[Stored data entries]

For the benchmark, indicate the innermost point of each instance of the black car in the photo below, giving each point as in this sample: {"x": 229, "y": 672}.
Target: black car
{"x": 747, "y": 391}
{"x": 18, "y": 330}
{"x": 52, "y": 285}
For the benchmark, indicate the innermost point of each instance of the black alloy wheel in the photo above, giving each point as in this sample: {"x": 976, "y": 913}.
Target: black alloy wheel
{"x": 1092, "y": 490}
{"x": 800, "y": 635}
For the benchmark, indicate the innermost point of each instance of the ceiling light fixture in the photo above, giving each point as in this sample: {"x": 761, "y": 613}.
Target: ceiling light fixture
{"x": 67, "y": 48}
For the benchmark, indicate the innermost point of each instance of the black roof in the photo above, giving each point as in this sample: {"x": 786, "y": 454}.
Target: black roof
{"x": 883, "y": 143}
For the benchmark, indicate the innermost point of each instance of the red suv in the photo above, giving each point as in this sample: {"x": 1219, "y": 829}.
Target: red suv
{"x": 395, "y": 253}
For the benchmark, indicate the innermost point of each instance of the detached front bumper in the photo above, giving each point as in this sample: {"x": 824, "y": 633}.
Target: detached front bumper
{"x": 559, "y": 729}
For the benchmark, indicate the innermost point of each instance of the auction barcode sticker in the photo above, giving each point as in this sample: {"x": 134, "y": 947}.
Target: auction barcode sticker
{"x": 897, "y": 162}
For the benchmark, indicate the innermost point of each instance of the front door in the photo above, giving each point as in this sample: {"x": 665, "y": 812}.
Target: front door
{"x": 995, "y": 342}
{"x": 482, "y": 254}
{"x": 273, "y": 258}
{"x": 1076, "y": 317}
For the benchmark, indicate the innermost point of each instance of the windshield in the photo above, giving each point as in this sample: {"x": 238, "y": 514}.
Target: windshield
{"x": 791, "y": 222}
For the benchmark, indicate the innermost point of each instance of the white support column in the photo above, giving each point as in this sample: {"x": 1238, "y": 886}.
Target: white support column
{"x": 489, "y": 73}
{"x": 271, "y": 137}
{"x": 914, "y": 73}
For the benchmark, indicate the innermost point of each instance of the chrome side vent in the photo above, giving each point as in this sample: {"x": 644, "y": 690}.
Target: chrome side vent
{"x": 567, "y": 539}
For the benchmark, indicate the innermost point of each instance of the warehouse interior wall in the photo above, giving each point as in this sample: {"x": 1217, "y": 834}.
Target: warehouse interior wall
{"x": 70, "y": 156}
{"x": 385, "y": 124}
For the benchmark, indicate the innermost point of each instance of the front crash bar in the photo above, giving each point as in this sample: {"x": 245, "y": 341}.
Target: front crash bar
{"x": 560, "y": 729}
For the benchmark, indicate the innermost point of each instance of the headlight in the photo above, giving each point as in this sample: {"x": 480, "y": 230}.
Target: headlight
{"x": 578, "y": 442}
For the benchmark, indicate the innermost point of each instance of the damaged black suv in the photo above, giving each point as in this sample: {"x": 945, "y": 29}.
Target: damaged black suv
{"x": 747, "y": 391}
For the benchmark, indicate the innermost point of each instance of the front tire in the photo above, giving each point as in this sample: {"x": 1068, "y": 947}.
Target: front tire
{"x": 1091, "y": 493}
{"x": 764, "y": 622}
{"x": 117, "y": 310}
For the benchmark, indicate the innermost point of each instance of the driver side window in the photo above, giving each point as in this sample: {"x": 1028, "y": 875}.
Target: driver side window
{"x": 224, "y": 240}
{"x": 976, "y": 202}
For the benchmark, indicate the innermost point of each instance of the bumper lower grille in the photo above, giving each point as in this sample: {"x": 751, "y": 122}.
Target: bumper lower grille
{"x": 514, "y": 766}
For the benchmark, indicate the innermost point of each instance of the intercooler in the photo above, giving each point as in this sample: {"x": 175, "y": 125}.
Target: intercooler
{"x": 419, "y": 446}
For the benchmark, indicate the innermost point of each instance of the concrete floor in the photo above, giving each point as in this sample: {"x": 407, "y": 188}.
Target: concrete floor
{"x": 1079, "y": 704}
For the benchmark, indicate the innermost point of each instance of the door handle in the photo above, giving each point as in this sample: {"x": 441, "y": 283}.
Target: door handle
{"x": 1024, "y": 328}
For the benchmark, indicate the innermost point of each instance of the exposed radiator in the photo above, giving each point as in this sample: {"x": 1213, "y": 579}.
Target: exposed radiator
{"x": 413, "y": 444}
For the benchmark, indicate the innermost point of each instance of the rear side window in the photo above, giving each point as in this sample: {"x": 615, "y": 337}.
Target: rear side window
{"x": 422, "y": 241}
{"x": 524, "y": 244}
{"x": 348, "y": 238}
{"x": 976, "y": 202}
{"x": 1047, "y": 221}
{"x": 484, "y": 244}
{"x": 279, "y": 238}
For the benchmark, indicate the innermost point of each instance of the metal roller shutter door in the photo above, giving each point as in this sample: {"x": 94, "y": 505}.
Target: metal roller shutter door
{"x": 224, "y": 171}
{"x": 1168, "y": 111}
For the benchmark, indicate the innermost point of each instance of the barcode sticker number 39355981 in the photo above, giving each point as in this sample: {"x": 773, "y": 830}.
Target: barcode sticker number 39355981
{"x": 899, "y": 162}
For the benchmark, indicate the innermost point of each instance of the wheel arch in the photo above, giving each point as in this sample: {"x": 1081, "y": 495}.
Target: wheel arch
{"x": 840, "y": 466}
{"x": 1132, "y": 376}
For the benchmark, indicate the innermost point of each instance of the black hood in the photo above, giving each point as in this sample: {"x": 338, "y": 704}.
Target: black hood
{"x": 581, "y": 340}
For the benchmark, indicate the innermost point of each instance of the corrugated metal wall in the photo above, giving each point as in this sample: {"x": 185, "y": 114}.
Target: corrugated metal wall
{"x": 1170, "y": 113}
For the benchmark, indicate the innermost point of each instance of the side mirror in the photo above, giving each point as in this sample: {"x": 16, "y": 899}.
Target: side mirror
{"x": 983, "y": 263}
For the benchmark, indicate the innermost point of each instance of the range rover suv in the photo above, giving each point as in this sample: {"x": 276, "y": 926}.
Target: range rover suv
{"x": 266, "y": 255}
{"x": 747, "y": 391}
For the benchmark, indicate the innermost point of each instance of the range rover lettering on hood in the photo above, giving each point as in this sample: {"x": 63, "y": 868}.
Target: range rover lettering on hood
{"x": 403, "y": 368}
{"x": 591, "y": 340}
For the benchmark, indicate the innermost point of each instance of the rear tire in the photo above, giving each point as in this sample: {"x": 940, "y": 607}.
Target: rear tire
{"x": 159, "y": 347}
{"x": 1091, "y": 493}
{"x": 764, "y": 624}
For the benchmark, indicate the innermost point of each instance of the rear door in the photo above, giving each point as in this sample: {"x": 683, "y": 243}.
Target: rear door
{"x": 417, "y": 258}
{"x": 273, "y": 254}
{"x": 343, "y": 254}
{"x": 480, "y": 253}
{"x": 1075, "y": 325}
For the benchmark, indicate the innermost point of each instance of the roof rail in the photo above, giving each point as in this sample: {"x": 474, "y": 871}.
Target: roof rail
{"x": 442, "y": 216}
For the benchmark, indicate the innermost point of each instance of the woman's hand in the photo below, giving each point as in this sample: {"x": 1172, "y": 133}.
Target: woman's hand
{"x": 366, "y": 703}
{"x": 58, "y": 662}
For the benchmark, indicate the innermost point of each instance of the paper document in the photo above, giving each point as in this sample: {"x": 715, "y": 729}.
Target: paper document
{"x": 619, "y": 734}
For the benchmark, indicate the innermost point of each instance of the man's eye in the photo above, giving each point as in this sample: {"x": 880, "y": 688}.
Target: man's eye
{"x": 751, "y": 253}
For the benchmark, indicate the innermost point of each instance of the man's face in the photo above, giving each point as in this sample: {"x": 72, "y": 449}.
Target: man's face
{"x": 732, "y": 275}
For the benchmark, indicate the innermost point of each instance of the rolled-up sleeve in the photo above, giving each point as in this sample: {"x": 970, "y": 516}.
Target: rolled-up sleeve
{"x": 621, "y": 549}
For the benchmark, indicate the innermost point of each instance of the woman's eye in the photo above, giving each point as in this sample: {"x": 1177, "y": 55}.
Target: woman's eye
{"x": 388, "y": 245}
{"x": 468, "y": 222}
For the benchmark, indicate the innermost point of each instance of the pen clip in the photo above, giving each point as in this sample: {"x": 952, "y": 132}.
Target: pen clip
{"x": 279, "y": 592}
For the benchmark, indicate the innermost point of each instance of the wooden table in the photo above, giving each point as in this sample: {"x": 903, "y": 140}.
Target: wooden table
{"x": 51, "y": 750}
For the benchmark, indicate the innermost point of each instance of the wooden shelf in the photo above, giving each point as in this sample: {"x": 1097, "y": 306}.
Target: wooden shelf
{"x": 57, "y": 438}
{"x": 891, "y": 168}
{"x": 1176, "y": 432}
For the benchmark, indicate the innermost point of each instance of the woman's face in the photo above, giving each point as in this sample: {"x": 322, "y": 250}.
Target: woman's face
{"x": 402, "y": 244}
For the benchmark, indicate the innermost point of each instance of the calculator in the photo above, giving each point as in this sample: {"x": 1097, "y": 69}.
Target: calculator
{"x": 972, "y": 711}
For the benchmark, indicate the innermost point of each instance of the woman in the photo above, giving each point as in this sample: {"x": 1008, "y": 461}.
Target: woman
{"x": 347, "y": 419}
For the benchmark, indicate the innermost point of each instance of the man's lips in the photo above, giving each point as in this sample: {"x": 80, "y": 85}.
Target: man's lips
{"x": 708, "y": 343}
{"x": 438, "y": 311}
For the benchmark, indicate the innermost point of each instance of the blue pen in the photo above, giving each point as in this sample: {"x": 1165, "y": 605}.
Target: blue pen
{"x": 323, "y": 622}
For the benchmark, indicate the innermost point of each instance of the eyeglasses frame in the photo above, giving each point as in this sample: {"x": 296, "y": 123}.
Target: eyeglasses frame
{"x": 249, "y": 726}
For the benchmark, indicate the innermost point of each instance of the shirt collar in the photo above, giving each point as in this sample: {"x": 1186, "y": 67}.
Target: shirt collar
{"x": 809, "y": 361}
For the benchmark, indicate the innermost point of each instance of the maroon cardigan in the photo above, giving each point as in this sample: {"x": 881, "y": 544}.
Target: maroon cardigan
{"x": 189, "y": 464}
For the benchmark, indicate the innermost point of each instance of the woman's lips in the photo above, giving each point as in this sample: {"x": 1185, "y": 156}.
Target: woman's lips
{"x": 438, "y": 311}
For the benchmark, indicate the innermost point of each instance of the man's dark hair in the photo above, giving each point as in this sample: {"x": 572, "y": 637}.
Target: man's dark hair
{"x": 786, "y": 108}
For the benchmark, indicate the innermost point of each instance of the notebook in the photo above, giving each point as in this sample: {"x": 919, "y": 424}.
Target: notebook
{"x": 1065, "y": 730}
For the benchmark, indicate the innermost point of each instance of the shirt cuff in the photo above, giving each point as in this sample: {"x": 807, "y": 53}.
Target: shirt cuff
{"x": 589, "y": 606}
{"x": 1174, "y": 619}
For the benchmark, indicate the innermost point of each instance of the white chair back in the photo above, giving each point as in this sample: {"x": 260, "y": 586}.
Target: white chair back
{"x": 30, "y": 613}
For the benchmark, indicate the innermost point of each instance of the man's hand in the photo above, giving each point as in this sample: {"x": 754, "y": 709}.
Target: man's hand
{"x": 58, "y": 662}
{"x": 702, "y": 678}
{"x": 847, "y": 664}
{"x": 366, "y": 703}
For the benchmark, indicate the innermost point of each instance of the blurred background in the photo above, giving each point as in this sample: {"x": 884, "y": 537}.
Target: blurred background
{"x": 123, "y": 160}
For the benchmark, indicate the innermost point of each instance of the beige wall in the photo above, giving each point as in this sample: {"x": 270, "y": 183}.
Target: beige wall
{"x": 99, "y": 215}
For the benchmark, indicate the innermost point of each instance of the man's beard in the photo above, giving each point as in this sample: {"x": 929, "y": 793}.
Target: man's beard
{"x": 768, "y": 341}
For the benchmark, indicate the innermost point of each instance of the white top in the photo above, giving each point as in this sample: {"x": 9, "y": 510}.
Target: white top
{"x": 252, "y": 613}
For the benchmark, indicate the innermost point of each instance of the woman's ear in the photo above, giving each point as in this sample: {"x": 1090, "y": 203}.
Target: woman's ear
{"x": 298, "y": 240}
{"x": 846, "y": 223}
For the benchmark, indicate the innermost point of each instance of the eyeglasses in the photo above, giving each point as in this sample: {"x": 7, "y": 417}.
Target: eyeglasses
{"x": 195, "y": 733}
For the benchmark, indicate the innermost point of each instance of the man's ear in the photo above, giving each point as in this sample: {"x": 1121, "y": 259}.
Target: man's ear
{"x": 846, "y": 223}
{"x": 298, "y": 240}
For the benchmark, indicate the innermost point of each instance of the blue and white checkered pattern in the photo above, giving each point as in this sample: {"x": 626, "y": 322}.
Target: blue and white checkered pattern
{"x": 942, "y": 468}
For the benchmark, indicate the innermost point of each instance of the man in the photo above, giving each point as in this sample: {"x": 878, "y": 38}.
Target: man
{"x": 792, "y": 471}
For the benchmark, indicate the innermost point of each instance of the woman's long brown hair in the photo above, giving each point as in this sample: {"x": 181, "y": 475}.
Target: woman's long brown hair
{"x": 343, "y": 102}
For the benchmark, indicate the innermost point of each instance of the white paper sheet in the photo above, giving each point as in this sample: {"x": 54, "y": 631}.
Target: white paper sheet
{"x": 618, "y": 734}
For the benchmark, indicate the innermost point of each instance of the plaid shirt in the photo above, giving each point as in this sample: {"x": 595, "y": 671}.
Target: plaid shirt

STATED EXERCISE =
Extract the closing run of lines, starting with the one containing "of the man in" and ending at the last, exactly as written.

THE RESULT =
For the benchmark, indicate the innermost point of each instance of the man in the photo above, giving each point as in this sample: {"x": 878, "y": 38}.
Target: man
{"x": 792, "y": 471}
For the benchmark, indicate the innermost point of each instance of the woman's long brown hair in the photo above, giving each point as in this sample: {"x": 181, "y": 475}.
Target: woman's long brown hair
{"x": 343, "y": 102}
For the benchmark, indicate the innermost point of each instance of the white paper sheet in the photo above, giving each point as in this sample: {"x": 54, "y": 631}.
Target: white paper sheet
{"x": 618, "y": 734}
For the benchmark, indicate the innermost point of each instance of the plaid shirt in the photo above, giving each point as in this sample: {"x": 595, "y": 671}.
Target: plaid shirt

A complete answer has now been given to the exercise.